- [GIVEN TASK]: Edit the data below by changing every occurrence of "Point coordinates" to "Marked points", leaving everything else as it is.

Entries from a point-annotation set:
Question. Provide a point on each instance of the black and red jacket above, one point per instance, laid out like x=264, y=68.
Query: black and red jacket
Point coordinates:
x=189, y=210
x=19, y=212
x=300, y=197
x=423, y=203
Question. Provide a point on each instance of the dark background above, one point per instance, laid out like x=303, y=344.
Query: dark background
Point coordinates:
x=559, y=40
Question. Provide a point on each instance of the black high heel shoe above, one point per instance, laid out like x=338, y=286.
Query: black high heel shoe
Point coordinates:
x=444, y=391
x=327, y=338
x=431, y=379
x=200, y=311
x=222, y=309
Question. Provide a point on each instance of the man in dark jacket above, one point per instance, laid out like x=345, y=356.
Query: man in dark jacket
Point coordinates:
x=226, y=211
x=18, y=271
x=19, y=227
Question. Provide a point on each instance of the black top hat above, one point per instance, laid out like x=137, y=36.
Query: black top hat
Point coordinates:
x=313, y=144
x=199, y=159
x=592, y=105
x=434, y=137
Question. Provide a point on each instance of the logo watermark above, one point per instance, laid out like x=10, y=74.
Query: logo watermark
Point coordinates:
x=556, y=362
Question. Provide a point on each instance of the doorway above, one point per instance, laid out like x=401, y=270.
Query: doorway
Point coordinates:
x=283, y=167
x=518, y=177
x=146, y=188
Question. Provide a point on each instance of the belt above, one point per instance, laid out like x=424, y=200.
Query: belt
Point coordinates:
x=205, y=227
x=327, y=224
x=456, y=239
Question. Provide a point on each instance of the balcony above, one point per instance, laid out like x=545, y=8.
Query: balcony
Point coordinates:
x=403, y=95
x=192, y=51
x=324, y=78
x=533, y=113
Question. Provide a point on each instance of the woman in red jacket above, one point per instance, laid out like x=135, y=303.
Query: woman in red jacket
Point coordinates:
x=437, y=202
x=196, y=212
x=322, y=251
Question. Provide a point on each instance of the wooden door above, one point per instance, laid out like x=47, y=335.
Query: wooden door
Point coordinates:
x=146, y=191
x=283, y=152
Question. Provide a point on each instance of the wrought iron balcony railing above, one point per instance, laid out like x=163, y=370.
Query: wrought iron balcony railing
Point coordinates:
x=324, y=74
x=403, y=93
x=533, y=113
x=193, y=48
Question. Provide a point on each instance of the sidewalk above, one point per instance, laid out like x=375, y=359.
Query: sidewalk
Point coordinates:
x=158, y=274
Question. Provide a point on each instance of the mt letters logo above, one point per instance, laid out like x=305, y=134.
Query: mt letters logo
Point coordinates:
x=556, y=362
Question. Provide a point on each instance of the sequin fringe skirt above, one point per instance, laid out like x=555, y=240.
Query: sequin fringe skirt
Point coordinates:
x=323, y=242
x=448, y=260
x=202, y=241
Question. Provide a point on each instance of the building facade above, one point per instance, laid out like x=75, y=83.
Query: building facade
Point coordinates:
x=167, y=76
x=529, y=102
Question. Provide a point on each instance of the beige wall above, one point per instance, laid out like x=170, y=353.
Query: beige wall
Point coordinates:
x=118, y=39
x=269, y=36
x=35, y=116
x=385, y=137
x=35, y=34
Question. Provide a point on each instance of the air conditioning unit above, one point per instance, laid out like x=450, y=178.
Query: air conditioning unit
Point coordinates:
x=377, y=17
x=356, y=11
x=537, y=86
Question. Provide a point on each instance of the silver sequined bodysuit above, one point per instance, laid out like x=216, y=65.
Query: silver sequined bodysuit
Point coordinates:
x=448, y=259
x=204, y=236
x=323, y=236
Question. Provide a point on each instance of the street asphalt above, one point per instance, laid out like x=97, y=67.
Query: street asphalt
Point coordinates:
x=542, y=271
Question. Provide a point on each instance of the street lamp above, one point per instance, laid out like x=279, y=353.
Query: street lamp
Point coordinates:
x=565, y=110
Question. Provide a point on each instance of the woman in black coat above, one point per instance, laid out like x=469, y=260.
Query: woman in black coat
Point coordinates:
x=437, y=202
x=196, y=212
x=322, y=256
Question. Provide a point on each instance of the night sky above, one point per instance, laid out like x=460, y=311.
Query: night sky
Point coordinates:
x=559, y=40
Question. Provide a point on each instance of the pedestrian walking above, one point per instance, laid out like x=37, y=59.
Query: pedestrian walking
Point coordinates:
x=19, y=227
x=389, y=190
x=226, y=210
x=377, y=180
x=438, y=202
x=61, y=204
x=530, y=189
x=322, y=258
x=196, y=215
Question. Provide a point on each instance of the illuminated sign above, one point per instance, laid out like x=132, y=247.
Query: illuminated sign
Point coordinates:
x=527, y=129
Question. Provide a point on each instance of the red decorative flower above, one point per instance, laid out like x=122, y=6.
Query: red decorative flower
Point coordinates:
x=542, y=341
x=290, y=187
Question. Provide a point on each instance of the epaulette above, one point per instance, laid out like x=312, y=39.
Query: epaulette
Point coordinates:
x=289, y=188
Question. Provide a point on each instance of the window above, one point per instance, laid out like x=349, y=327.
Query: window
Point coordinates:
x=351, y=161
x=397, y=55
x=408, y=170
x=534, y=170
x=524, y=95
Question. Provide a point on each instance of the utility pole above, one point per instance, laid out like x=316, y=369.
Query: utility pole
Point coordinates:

- [SOLUTION TO THE PROBLEM]:
Question. Provide a point on each instance of the black and red jacket above, one point per instance, laid out like x=264, y=68.
Query: black and red jacket
Marked points:
x=189, y=210
x=19, y=212
x=300, y=197
x=423, y=203
Question. Provide a point on each instance of the dark background above, one point per instance, laid out like x=303, y=344.
Query: dark background
Marked points:
x=559, y=40
Question. Provide a point on each instance of the black high heel shoe above, one point per instance, laid out like x=338, y=286.
Query: black high heel shoe
Marked points:
x=444, y=391
x=327, y=338
x=431, y=379
x=200, y=311
x=222, y=309
Question. Provide a point on each instance of the man in dark jacket above, one point per instance, laid out like x=345, y=356.
Query: man in dark jacket
Marked points:
x=226, y=211
x=18, y=271
x=19, y=227
Question. Provide a point on each instance of the black top hat above, one point per instance, laid out like x=137, y=36.
Query: black top hat
Marked points:
x=313, y=144
x=199, y=159
x=592, y=105
x=434, y=137
Question. Provide a point on each instance of the logo watermark above, one point per instance, laid out like x=10, y=74.
Query: logo watermark
Marked points:
x=556, y=362
Question. Provide a point on each instance of the doorway above, one point per instance, laid out like x=401, y=270.
Query: doorway
Marked points:
x=283, y=167
x=518, y=177
x=146, y=188
Question. Provide a point on each instance of the belt above, one point per instance, laid out like x=424, y=200.
Query: belt
Marked points:
x=205, y=227
x=327, y=224
x=456, y=239
Question. Provide a point on each instance of the balcony above, one point per instance, laid out like x=545, y=8.
Query: balcony
Marked points:
x=403, y=95
x=192, y=51
x=324, y=78
x=533, y=113
Question. Provide a point on each instance of the woman in red jacket above, one point per instance, laid out like x=135, y=303.
Query: woman in red jacket
Marked points:
x=437, y=202
x=196, y=212
x=322, y=251
Question. Provide a point on each instance of the wooden door above, one point per instance, laid out like x=47, y=335.
Query: wooden door
Marked points:
x=146, y=191
x=283, y=152
Question. Provide a point on each instance of the wrought iron balcony railing above, one point per instance, laid out like x=163, y=370.
Query: wrought iron balcony railing
Marked points:
x=324, y=74
x=403, y=93
x=533, y=113
x=193, y=48
Question. Provide a point on each instance of the sidewalk above, one point per instance, laid out like x=375, y=359.
Query: sidewalk
Marked points:
x=158, y=274
Question. Provide a point on each instance of the mt letters logo above, one point per instance, laid out like x=305, y=134.
Query: mt letters logo
Marked points:
x=556, y=362
Question. Provide a point on each instance of the sequin fringe skirt above, one point per instance, laid out like x=555, y=240.
Query: sequin fringe skirt
Marked points:
x=323, y=242
x=448, y=260
x=202, y=241
Question. Provide a point on each instance of the building facade above, one point per instance, laid out like x=75, y=83.
Query: building facade
Marked points:
x=167, y=76
x=529, y=102
Question. Provide a point on each instance of the beige wall above, one point per instance, laid out like x=170, y=353.
Query: beige wall
Marked points:
x=118, y=39
x=269, y=36
x=35, y=116
x=385, y=137
x=35, y=34
Question. Provide a point on each instance of the air conditioning unit above, one point per instance, laid out like x=450, y=178.
Query: air conditioning unit
Marked points:
x=377, y=17
x=356, y=11
x=537, y=86
Question. Provide a point on each instance of the silver sequined bodysuit above, one point per instance, laid out like x=216, y=65.
Query: silver sequined bodysuit
Marked points:
x=448, y=259
x=204, y=236
x=323, y=236
Question. Provide a point on each instance of the street asphalt above, one point per instance, laid out like x=97, y=67.
Query: street asphalt
Marked points:
x=542, y=271
Question. Provide a point on each instance of the street lamp above, one point per instance, laid out like x=279, y=353.
Query: street lamp
Marked points:
x=565, y=110
Question. Provide a point on each instance of the woman in black coat above, one point per instance, laid out like x=469, y=260.
Query: woman in black coat
Marked points:
x=437, y=202
x=196, y=212
x=322, y=256
Question. Provide a point on each instance of the night sky above, one point per instance, laid out like x=460, y=311.
Query: night sky
Marked points:
x=559, y=40
Question. Provide a point on each instance of the pedestrian walking above, one point per instance, laid out like x=37, y=59.
Query: pedestrian walking
Marked points:
x=19, y=227
x=389, y=190
x=226, y=210
x=377, y=180
x=438, y=202
x=61, y=204
x=530, y=189
x=322, y=258
x=196, y=215
Question. Provide a point on each instance of the illuminated sign above, one point per instance, laid out like x=132, y=247.
Query: illuminated sign
Marked points:
x=527, y=129
Question. Provide a point on each instance of the red decorative flower above, one point per instance, laid out like x=122, y=6.
Query: red decorative flower
Marked points:
x=542, y=341
x=290, y=187
Question. Provide a point on each instance of the epaulette above, one point per instance, laid out like x=312, y=39.
Query: epaulette
Marked points:
x=289, y=188
Question. Provide a point on each instance of the window above, one point per instance, laid out like x=349, y=327.
Query: window
Marked points:
x=351, y=161
x=397, y=55
x=408, y=170
x=534, y=170
x=524, y=95
Question. Provide a point on each instance of the utility pole above, one point per instance, laid out like x=316, y=369.
Query: utility pole
Marked points:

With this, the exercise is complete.